小说为什么配不上叫做文学?

2023-05-10 14:56:27

“在中国,小说不算文学,做小说的也绝不能称为文学家。”(《我怎么做起小说来》)。在我们现代人的观念里,小说乃是文学中最重要的一环。除了纯粹的诗人、剧作家,举世公认大文豪的最重要的代表作品,几乎一定是长篇小说。博尔赫斯、巴别尔和鲁迅,可能是仅有的三个例外。原因也仅仅是他们的代表作品都是短篇小说。


所有举世公认的文学大师中,只有巴别尔、博尔赫斯和鲁迅没有长篇小说代表作。


但恰恰是鲁迅本人说过,“在中国,小说不算文学,做小说的也绝不能称为文学家。”(《我怎么做起小说来》)


欲明中国学术源流,一首一尾,极端重要。中国文化大传统的源头,尽皆深埋于周秦文献中,而现代学术格局,则几乎完全由晚晴民国时期的东渐西风塑造。

记录资料 |
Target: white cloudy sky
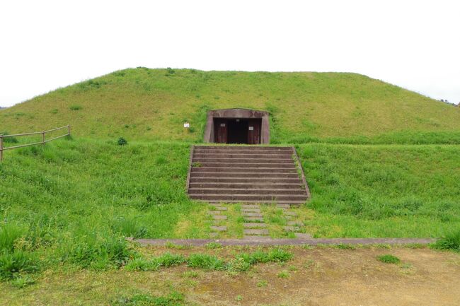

任务要求 |
请将节选文字中的“所有举世公认的文学大师中,只有巴别尔、博尔赫斯和鲁迅没有长篇小说代表作。”这句话译成英文。 这些资料与节选文字彼此独立,互不相关。

正确答案 |
Among all the universally acknowledged masters of literature, only Babel, Borges, and Lu Xun have no novel among their representative works.